---- Verilen metin

Mehmet Yakup Yılmaz Body Wrapper

Tanrım aklımızı sen koru

Türkiye’yi çok seviyorum. Burada monotonluk diye bir şey yok. En can sıkıcı bir anda bile en olmadık olaylarla karşılaşıp neşenizi bulabilirsiniz.

Ama son günlerde bu sürprizlerin sayısı o kadar arttı ki bu bile kendi başına bir monotonlaşma eğilimi yaratıyor.

Örnek mi istiyorsunuz? O kadar çok ki…

Televizyonlardan birinde muhabir anlatıyor:

“İçinde Sezen Aksu, Fatih Erkoç ve Onno Tunç gibi sanatçıların da bulunduğu bir uçak Bursa’dan İstanbul’a gelirken kayboldu.”

Bir anda yüreğiniz “hop” ediyor. Spiker anlatmaya devam ediyor:

“Ama biz Sezen Aksu ile irtibat kurduk, o uçakta olmadığını tesbit ettik!”

Tanrım aklımı sen koru!

Be kadın, Sezen Aksu ile irtibat kurup uçakta olmadığını anladıysan, habere niye “içinde Sezen Aksu’nun bulunduğu uçak” diye başlıyorsun?

Yine bir televizyon kanalındayız. Acar muhabirimiz olay yerinde, titreyen sesiyle telefondan bildiriyor:

“Binada üç kişinin öldüğü açıklandı ama kapıda beş ambulans olduğuna göre demek ki beş ölü var. Başkalarının da öldüğü galiba saklanıyor.”

Haydaa! Siyasal’dan arkadaşım Hayri de o binada çalışıyor. Telefona sarılıyorum, belli ki benim gibi daha binlerce insan aynı münasebetsiz muhabirin sözü üzerine paniğe kapılmış yakınlarını arıyorlar.

Allahtan gazeteci olmanın avantajları var, aradığıma ulaşıp, rahatlıyorum.

Peki santral kilitlendiği için yakınlarına bir türlü ulaşamayanlar ne yapıyor?

Onların akıl sağlığı kime emanet?

Kumkapı’da bir cinayet işleniyor. Kadın kadına yemek yemeye gelenlere etraftaki ayılardan bazıları sarkıntılık ediyor.

Kargaşa, itiş kakış… Nasıl oluyorsa oluyor, genç bir kız elindeki bıçakla bir adamı bacağından yaralıyor.

Kötü kader diye buna denir işte. Bıçak damara geliyor, adamı kimse hastaneye götürmüyor.. Kızımız katil zanlısı olarak cezaevine giderken, genç bir adam da kara toprağa veriliyor.

Mahkeme, duruşma derken karar veriliyor: 6 yıl 8 ay hapis.

Bir adam öldürmüş olmanın utancını ömrü boyunca taşıyacak olan genç kız infaz yasasından da yararlanıp 21 ay sonra aramıza geri dönecek.

--------
---- Veri satırları

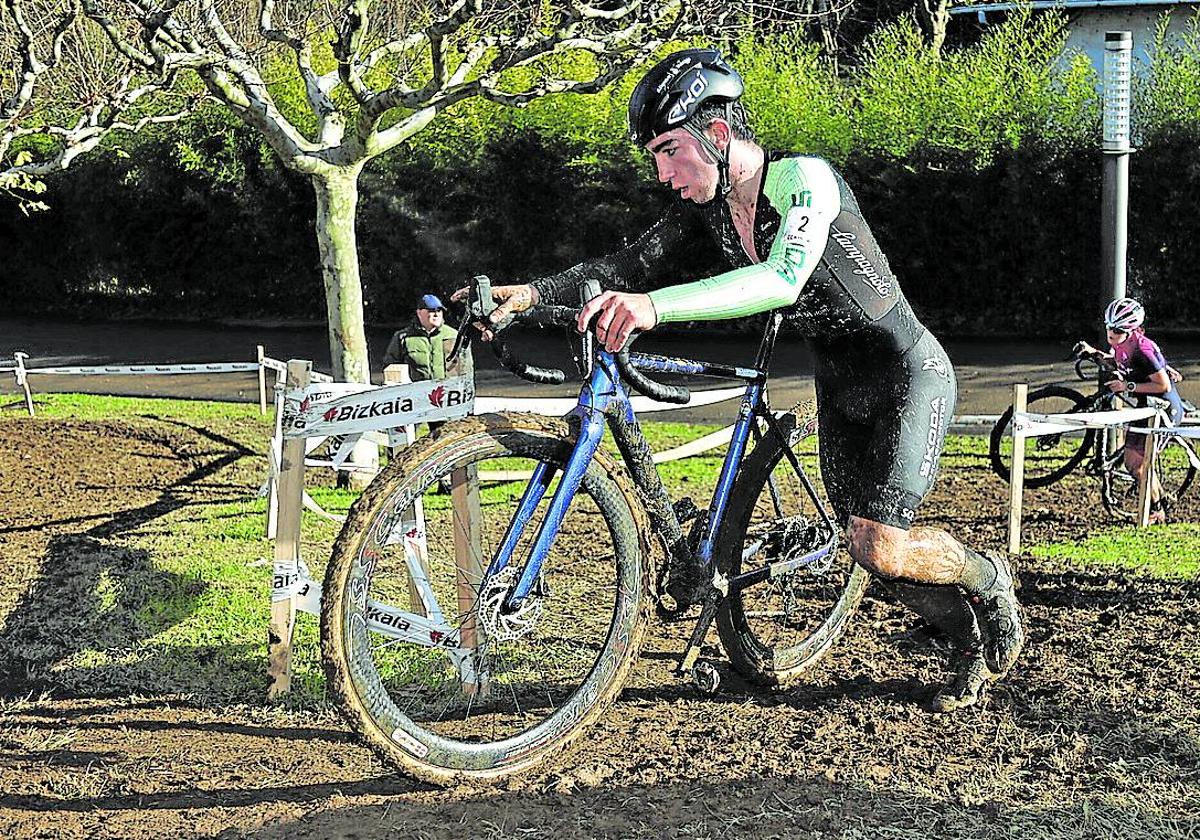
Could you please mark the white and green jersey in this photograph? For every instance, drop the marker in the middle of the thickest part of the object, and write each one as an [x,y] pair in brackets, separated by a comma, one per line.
[816,257]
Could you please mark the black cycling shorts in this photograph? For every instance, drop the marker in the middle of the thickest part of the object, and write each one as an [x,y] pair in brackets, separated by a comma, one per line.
[882,423]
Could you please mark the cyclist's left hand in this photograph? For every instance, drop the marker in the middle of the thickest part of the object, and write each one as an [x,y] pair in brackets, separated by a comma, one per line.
[619,315]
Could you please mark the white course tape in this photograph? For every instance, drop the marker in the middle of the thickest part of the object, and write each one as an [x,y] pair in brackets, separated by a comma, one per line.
[322,409]
[1182,431]
[142,370]
[1035,425]
[561,406]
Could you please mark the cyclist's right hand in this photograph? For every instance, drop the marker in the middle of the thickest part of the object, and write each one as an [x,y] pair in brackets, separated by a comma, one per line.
[509,299]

--------

## İstek
Haberlerdeki tuhaflıkları anlatan köşe yazısını son cümlesinden sonra kaldığı yerden sürdürür müsün?

## Alıştırma çıktısı
O tahliye olana kadar, öldürülen adamdan bu dünyada bir toz parçası bile kalmamış olacak.
Kararın verildiğinin ertesi günü gazetede bir köşe yazısı:

“İnanamıyorum! Hakikaten inanamıyorum.. Yasaların biz kadınları korumadığına inanmak istemiyorum.”

Hoppala! Yazının devamını gözlerim dışarda okuyorum. Siz de okuyun:
“Demek ki bizim kanunlarımız sokakları erkeklere ait görüyor. Kadınların geceleri tek başlarına, kadın kadına bir yerlere gitme hakları yok. .. Bizim yasalarımız kadınları Kumkapı’ya gittikleri için cezalandırdı. Bu kararla Türk kadınlarına şu hatırlatılmak istendi. Eğer 6 yıl hapis yatmak istemiyorsan, erkeklerin sarkıntılıklarını hoş görüyle karşılayacaksın.”

Şimdi bir de beni dinleyin:
1-Yasalarımız yazarın inandığının tam tersine kadınları koruyor. Aynı suçu bir erkek işlemiş olsaydı rahatlıkla 12 yıl 6 ay hapsi yerdi.

Hem yasalar, hem mahkeme genç kızın cinayeti işlediği andaki durumunu dikkate alarak en az cezayı uyguladı.

2- Yasalar sokakları erkeklere ait görmüyor. Eğer öyle görmüş olsaydı, bir erkek öldüğü için hanım kızımızın belki de idamla yargılanması gerekirdi ki bu da hiç kimsenin aklına gelmedi.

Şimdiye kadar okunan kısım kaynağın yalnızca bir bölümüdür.